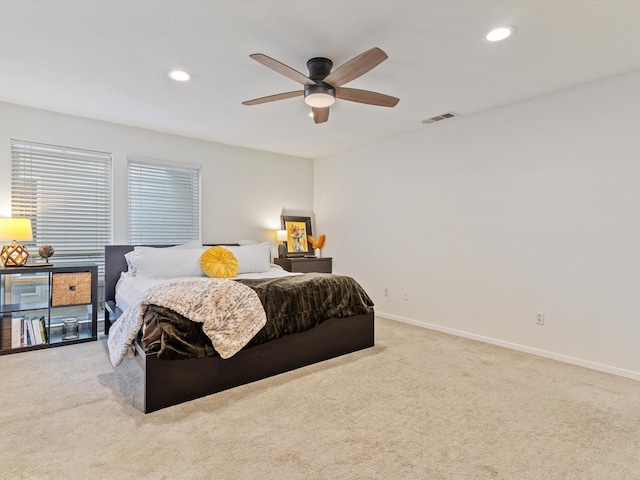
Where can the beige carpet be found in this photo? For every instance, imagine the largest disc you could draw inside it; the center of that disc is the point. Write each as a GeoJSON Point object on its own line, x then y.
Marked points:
{"type": "Point", "coordinates": [419, 405]}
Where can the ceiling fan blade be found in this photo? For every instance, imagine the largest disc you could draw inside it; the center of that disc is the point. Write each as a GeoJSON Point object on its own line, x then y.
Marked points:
{"type": "Point", "coordinates": [282, 69]}
{"type": "Point", "coordinates": [273, 98]}
{"type": "Point", "coordinates": [320, 115]}
{"type": "Point", "coordinates": [355, 67]}
{"type": "Point", "coordinates": [365, 96]}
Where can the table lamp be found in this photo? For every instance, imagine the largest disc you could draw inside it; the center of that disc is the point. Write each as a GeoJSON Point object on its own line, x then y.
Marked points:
{"type": "Point", "coordinates": [281, 236]}
{"type": "Point", "coordinates": [15, 229]}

*TASK DIRECTIONS*
Drop every picture, then write out the remaining entries above exactly as they appear.

*ANSWER TO THIS EXERCISE*
Where can the beige carpet be found in this photo? For every instance, imagine the largest disc you could draw inside it; the center of that disc is the point. Write each as a GeoJSON Point object on its own line, x then y.
Marked points:
{"type": "Point", "coordinates": [419, 405]}
Where can the ceiling fan blade be found in this photo? For every instance, imagine the largest disc you could draw inside it; the center of that disc is the point. Write each as a GeoJSON Point object on its own line, x then y.
Marked points:
{"type": "Point", "coordinates": [282, 69]}
{"type": "Point", "coordinates": [273, 98]}
{"type": "Point", "coordinates": [320, 115]}
{"type": "Point", "coordinates": [355, 67]}
{"type": "Point", "coordinates": [365, 96]}
Where can the table lamp be found in this photo? For every instance, imagine the largest disc you could draw inside it; the center of that disc is the point. Write each as a GeoJSON Point object on its own line, x then y.
Marked points:
{"type": "Point", "coordinates": [281, 236]}
{"type": "Point", "coordinates": [15, 229]}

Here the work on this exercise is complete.